▶ [PASSAGE FOR REVIEW]
**********
Keeping the computers in your business, and the data on them, safe is a vital job that you need to be on top of at all times. IT has become so integrated into business processes that the loss of hardware, software or data can raise serious continuity issues. Replacing lost data can wipe out a lot of time that would have been better put towards production and selling. If you can't issue invoices for a period because you've lost your accounts data it could seriously jeopardise your cash flow. Yet surveys of SMEs suggest owners are notably deficient in taking these risks seriously.

How well are you protected against these common IT hazards?

Virus attack and hacking

There are myriad viruses around with new ones being created every day and spread worldwide through the internet. It is inevitable that a computer not protected by adequate virus protection will become infected. Hackers can be prevented from breaking in to your computer by use of a firewall. Sign up for a comprehensive software solution that covers viruses, malware and spyware and includes a firewall from a reputable provider.

Careless, ignorant or malicious employees

The potential for harm from employees is vast, from accidental deletion of data, to virus infection; from surfing the Web, to deliberate copying and stealing of company information. There is no one infallible fix, but a layered programme that incorporates education on acceptable use (and an acceptable use policy), computer safety training, and use of passwords to protect data with access on a need-to-know basis can reduce the likelihood of occurrence.

Hijacked wireless connection

Wireless has become popular as a cheap, fast and convenient method of connecting to the internet. But most wireless routers, the devices used to make the connection to the internet, are set up to work straight out of the box, meaning anyone within range can connect via it. Routers are only secure if they are encrypted with a password known only to the employees authorised to use the connection.

Damaged software

Hackers are continually searching out vulnerabilities in software programmes that will allow them to tamper with how the programme works. As suppliers become aware of these they release updates to restore security. Regularly check for and install updates to keep your applications working as they should.

Power failure

Power spikes and sags as well as straight out power failure can lead to data corruption. Install a UPS (Uninterruptible Power Supply) to protect your computer from power problems and give you time to shut it down without losing information in the event of a power outage

Identity and data theft

Erasing information from a computer is not as simple as dragging files into the trash bin and then emptying it. The data in those deleted files, which may mean trade secrets, intellectual property, customer records and sensitive information like bank accounts, strategic plans, etc, is still present on the hard drive until it is overwritten by new data. Decommissioned computers can still provide access to 'deleted' information unless the drive is thoroughly cleansed with a special software tool for the purpose.

Data loss

If your office burnt down at the weekend, would it mean the loss of your only copy of vital information such as customer lists, taxation records, accounts, personnel records? Stay safe by backing up regularly and storing the data offsite. The method you use will depend on the amount of data and the frequency you do your backup - it can be as simple as burning a CD of data every day and taking it home or arranging to have a backup done automatically over the internet periodically.
A recent Symantec survey of European businesses found lapses in security across these areas was all too common, so it's not surprising that 17% of the respondents had experienced a recent security breach resulting in tangible loss of business, with nearly one in 10 citing a monetary loss as well. Don't become an IT disaster statistic.
**********
▶ [GIVEN INFORMATION]
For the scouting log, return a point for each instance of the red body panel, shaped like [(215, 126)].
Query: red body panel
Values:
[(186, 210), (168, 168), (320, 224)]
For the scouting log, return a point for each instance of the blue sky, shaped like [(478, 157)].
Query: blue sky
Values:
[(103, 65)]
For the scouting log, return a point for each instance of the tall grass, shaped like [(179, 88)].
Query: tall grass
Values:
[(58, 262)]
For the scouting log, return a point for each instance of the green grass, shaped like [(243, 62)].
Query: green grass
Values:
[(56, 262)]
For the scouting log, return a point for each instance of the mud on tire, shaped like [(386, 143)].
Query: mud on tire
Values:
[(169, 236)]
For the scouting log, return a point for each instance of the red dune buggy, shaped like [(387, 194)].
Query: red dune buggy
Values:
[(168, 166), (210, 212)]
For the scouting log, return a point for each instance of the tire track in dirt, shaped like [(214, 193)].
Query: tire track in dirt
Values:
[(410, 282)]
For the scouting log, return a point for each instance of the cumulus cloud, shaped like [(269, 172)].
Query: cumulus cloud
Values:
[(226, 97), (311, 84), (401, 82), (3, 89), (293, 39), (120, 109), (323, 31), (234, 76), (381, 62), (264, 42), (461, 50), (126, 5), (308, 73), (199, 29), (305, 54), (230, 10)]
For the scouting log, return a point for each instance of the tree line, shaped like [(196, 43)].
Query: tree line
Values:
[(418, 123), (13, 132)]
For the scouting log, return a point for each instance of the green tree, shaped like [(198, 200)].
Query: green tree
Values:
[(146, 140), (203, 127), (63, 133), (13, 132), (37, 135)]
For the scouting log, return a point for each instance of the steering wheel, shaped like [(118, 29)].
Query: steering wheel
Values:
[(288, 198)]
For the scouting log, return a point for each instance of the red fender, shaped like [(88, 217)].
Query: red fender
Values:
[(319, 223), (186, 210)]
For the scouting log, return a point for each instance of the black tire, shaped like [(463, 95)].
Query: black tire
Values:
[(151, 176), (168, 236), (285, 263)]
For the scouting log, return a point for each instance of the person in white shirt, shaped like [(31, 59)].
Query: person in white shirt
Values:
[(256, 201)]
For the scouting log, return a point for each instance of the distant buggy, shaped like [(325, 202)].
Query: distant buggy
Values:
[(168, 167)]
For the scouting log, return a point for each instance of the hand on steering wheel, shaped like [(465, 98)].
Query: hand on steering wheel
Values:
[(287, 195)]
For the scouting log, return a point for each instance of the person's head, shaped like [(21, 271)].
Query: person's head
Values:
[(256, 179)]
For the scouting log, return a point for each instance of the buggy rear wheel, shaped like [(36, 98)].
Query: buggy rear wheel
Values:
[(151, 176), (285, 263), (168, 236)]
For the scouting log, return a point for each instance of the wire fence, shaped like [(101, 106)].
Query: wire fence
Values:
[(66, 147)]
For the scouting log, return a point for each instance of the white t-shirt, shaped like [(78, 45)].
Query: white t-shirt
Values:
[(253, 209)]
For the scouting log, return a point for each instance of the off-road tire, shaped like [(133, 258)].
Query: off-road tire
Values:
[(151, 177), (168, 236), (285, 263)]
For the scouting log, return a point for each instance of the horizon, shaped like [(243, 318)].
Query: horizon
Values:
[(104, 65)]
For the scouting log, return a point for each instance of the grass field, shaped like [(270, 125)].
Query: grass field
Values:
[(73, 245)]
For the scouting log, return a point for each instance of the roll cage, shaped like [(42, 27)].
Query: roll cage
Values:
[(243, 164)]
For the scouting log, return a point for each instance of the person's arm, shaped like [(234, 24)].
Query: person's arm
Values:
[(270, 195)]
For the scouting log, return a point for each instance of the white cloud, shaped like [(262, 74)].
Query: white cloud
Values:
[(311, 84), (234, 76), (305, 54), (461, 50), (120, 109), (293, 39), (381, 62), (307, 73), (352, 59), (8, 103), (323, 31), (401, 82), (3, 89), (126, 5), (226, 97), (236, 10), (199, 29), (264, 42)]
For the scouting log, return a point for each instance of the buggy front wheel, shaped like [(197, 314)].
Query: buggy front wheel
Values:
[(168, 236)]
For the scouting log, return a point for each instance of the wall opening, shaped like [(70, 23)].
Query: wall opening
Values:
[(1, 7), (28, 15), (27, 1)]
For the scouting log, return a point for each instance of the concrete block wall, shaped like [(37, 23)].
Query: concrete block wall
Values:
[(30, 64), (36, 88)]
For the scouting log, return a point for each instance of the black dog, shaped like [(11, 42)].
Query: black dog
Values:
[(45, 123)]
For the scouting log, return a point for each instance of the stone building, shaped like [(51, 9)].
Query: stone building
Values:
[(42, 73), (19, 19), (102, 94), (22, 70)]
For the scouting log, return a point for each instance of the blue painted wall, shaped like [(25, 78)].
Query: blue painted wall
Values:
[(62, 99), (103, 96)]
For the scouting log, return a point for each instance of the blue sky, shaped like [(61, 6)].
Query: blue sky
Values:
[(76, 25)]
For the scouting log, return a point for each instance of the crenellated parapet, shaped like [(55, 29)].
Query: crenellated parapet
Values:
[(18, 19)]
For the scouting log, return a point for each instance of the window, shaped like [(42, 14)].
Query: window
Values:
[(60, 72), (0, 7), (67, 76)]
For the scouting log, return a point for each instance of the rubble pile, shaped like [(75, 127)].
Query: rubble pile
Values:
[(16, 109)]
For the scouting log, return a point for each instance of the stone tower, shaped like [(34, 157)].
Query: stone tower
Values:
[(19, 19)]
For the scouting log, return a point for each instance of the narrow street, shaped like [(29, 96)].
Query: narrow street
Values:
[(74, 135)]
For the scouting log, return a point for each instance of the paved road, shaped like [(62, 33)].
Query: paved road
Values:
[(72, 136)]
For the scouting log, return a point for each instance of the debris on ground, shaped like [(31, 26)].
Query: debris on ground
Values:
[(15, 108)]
**********
▶ [QUESTIONS ON THE MATERIAL]
1/ Using the passage on business IT security, explain in one to three sentences why a decommissioned computer can still expose "deleted" information.
2/ In the passage on business IT security, what share of respondents to the Symantec survey had experienced a recent security breach resulting in tangible loss of business?

▶ [RESPONSES]
1/ Dragging files into the trash bin and emptying it does not erase their data, which stays on the hard drive until new data overwrites it. So unless the drive is thoroughly cleansed with a special software tool, the information can still be reached.

2/ 17% of the respondents.